— START OF INPUT —

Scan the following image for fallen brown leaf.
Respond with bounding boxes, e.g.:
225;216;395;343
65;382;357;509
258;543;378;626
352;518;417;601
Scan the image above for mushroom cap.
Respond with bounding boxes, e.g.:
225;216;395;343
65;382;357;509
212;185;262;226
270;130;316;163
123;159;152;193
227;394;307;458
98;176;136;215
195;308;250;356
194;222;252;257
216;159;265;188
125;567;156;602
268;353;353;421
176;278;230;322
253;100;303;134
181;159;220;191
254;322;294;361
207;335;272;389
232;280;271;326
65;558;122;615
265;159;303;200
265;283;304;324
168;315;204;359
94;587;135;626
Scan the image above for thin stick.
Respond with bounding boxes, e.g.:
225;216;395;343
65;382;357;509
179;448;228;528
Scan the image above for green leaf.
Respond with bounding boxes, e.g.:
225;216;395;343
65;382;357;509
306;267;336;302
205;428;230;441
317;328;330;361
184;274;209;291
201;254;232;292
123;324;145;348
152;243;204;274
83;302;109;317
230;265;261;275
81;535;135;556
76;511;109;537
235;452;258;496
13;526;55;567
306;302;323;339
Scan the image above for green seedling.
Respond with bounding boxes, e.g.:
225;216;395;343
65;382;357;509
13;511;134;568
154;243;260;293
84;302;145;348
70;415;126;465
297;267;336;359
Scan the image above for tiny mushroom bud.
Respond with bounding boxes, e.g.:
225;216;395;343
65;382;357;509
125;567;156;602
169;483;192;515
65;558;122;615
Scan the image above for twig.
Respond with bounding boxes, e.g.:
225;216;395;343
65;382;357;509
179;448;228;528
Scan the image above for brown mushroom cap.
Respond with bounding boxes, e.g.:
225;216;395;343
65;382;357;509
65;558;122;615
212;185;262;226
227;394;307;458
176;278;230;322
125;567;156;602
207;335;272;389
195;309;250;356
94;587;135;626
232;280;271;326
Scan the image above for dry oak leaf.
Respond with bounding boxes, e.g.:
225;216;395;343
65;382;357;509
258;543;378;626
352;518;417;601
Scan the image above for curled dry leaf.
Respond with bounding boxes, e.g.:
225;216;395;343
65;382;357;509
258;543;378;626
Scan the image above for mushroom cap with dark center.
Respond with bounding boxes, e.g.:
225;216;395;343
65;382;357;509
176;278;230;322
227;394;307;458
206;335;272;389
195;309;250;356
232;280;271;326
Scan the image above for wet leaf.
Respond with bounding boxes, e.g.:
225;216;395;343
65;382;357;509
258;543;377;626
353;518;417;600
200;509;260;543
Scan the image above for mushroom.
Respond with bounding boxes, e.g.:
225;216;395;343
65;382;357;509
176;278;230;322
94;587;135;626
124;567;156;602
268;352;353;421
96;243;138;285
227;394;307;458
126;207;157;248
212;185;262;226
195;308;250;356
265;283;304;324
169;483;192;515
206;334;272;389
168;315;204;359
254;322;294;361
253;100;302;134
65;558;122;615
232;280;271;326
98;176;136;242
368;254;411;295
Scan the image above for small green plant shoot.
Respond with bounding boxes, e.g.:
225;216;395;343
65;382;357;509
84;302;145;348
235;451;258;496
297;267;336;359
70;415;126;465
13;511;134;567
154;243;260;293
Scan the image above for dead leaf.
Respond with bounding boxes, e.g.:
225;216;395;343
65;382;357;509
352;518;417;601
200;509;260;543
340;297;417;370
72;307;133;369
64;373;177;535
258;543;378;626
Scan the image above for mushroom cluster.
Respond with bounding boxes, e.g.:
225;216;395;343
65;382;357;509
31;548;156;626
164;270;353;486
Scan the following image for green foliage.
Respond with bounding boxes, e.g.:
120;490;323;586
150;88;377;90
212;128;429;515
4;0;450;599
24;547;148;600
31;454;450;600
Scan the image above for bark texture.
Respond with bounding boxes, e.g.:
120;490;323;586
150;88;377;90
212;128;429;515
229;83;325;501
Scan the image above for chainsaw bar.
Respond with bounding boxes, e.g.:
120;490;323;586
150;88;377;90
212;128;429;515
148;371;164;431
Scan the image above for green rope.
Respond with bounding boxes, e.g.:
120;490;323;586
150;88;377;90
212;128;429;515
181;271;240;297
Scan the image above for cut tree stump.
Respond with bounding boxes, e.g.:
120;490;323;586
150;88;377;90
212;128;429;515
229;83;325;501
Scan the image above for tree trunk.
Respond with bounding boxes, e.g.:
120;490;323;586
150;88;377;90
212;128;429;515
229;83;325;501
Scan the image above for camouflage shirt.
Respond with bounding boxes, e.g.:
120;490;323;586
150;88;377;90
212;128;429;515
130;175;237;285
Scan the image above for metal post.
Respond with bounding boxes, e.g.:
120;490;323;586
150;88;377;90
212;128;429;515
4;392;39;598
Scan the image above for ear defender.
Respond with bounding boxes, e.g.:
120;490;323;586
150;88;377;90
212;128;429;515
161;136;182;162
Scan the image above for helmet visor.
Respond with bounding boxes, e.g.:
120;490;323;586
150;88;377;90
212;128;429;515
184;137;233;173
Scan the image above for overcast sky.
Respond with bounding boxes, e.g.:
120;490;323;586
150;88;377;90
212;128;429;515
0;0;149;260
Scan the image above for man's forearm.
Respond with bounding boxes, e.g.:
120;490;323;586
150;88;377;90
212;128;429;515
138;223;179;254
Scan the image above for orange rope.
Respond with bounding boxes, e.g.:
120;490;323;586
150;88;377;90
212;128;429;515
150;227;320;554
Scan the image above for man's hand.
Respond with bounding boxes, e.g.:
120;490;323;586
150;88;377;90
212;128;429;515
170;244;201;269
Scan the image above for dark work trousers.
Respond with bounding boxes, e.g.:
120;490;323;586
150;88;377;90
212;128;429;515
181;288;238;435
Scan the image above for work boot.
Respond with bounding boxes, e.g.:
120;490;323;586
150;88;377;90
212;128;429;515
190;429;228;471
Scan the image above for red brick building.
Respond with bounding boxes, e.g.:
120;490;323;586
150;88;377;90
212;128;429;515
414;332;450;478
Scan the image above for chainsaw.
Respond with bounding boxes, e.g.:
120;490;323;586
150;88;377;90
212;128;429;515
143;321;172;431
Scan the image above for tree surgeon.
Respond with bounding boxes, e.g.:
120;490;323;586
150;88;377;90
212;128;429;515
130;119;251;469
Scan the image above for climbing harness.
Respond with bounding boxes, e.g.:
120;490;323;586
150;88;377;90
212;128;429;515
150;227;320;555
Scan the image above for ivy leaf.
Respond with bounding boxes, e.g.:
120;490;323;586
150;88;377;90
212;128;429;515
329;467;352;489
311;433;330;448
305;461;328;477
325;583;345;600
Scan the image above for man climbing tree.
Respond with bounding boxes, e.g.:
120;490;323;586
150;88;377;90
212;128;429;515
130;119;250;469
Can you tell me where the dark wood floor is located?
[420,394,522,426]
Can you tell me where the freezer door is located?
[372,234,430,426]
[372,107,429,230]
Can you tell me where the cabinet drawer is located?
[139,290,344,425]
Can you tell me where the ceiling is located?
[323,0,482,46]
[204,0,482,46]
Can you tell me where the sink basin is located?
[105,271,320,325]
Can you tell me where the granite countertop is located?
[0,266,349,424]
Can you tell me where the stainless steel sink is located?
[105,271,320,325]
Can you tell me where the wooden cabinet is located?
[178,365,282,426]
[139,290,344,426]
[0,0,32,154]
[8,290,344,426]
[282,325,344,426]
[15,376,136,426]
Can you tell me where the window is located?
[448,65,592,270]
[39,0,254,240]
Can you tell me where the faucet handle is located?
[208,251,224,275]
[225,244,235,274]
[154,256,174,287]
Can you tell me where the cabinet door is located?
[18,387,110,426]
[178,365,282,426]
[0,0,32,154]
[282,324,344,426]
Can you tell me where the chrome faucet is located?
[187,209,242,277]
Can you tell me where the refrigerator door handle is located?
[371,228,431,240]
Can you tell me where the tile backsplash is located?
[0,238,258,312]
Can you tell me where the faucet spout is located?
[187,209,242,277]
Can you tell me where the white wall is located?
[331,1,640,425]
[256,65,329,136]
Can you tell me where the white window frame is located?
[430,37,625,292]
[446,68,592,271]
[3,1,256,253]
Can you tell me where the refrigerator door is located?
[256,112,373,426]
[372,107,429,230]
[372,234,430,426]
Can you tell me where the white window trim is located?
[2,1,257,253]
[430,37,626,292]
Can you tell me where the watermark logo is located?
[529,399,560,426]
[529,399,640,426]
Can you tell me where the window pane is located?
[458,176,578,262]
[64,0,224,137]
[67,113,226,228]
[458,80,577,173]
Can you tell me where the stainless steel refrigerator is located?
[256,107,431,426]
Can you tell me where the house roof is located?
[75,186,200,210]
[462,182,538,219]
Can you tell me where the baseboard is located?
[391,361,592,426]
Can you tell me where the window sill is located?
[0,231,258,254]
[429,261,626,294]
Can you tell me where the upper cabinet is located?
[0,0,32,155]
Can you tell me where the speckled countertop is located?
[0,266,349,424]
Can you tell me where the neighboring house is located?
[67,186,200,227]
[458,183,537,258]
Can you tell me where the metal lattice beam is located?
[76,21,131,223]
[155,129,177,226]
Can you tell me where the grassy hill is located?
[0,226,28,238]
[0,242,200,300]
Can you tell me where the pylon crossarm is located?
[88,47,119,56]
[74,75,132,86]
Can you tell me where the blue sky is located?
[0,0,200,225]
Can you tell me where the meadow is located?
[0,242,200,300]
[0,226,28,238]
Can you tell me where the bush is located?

— END OF INPUT —

Rewrite as a numbered list the lines from the one containing "Scan the image above for ear defender." through the one containing "150;227;320;554", both included, omitting any blank lines.

→ FULL OUTPUT:
1. Scan the image above for ear defender.
2. Respond with bounding boxes, e.g.:
3. 120;490;323;586
4. 150;88;377;90
5. 212;128;429;515
6. 161;136;182;162
7. Scan the image above for helmet visor.
8. Respond with bounding boxes, e.g.:
9. 120;490;323;586
10. 150;88;377;90
11. 212;128;429;515
12. 184;137;233;173
13. Scan the image above for overcast sky.
14. Respond with bounding boxes, e.g.:
15. 120;490;323;586
16. 150;88;377;90
17. 212;128;429;515
18. 0;0;149;260
19. Scan the image above for man's forearm.
20. Respond with bounding boxes, e.g.:
21. 120;490;323;586
22. 150;88;377;90
23. 212;128;429;515
24. 138;223;179;254
25. Scan the image above for orange rope.
26. Respond with bounding boxes, e.g.:
27. 120;490;323;586
28. 150;88;377;90
29. 212;128;429;515
30. 150;227;320;554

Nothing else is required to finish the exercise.